• TEXT FOR ANALYSIS:
[Start of Attachment]

Have you ever had a pet? Especially dogs. They are incredible creatures. I remember once, when my sister and I had a fight. When I cried, my dog, Brownie, came to me and gave a look of worry, as if he understood my feelings.

Unfortunately, like this story, he left us. The way the author wrote the book, arggh! you guys got to grab this book and give it a shot! =)

Secondly, I am watching this show "Supermama Seleb Show", where celebrities (Indonesians, of course), together with their mom perform songs. There was this group who sang the song "AYAH". Ayah means father in Indonesian.
Here goes the lyric:

Untuk ayah tercinta
(To my dearest father)
Aku ingin bernyanyi
(I want to sing)
Walau airmata di pipiku
(Despite the tears on my cheek(s))
Ayah dengarkanlah
(Father, listen)
Aku ingin berjumpa
(I want to see you)
Walau hanya dalam mimpi
(Even if it was only in a dream)

And if you bothered to guess, yes, his father (and husband to the Mom) had passed away. While they were singing, the Mom cried halfway while the son was prominently holding back tears.

I did not cry, but it was so heart-rending that many of the audiences cried along. Sorry for the random photo, that is the only video/mp3 clip I could find =/

Bah, life in Indonesia has been pretty fine! Jessica is back in Indonesia but I can't even get to contact her. Jejessss! CONTACT ME!
I'm currently like a tourist here, with cameras everywhere =D
I am going to show all of you lucky readers, the insight of Jakarta.

Anyway, to sum up the Emotional night, here's a poignant bedtime story. It was my last practice essay I had before I sat for my English Paper.
THE LAST GOODBYE

It was the twelfth of June, another mundane Sunday when "work" was totally out of my mind. As I sat on the couch, munching on my favourite chips, laughing whilst watching "FRIENDS" for the seventh time, the phone rang unexpectedly. After all, it was eight in the morning; on a Sunday morning. Reluctantly, I dragged my feet and picked up the phone.
"Hello, may I speak to Miss Stephanie please?" came a husky voice of a female.
After the long and unpleasant conversation, I put down the phone. She, the nurse from Greenwich Hospital just called and informed me that my mom had been suffering from leukaemia. Suddenly, Joey from "FRIENDS" did not seem funny.

[End of Attachment]

• AVAILABLE DATA:

[Start of Attachment]

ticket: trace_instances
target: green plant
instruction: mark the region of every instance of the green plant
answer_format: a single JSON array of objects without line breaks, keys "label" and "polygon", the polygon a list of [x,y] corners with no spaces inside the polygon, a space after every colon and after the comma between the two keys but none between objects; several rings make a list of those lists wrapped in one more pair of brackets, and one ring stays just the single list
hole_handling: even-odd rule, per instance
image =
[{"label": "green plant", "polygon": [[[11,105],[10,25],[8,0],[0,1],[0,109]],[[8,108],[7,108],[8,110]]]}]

[End of Attachment]

• EXERCISE AIM:
Can you continue the blog post with the essay "THE LAST GOODBYE", picking up right after its last sentence?

• EXPECTED ANSWER:
My mom was never a Mom to our family. She was just a mother, whom had given birth to me, and a wife, to many men. She beat me when I refused to wash the dishes, she reprimanded each and every one of us in the family when we disobeyed her. There was never a day when my half-siblings and I got spared. That is, until 22nd February'1997. I never forget this date because that was the day she left us for another man, the day she promised us a better life in the future, and the day, we last saw her. The unforgivable goodbye.
As i arrived at the given hospital room number, I hesitated as millions of thoughts raced through my mind. Have all my other siblings visited her? Should I leave or proceed in?
Abruptly, the door opened. A sprucely dressed nurse, seemingly in her forties came out. She scrutinized me as i shrank back in fear of her piercing eyes. "Are you Stephanie?" she asked me dubiously.
She grasped the crook of my hand as soon as i nodded in agreement, and brought me to where my mom was lying at. My heart sank as I saw her frail figure. She was different from the woman that I loathed. The creases at the corner of her eyes had deepened, and her face was hollowed out from her weight loss. Her thick long hair had been stripped away away by the drugs that were meant to make her well. I moved closer as my leery eyes met her weak hazel eyes.
"Sorry," she muttered under her breath as tears layered her eyes.
"It's okay," I replied, "It's okay Mom."
We did not say much as she was too sick to talk. However, I accompanied her until Jenny, the nurse, acquainted that the visiting time was over.
"I will see you tomorrow, Mom," I whispered as i held her vulnerable hands.
She smiled and gestured me to make a move.
Mom died the next day, at two in the morning. Jenny informed me on her death and thanked me for making a visit the day before. She believed my mother left in peace after obtaining my forgiveness.
It was the fourteenth of June, another cloudy Tuesday when "work" was back on my mind. It was also the day my mom's friends and relatives came in black, including my half-siblings and I, and bid her a permanent farewell.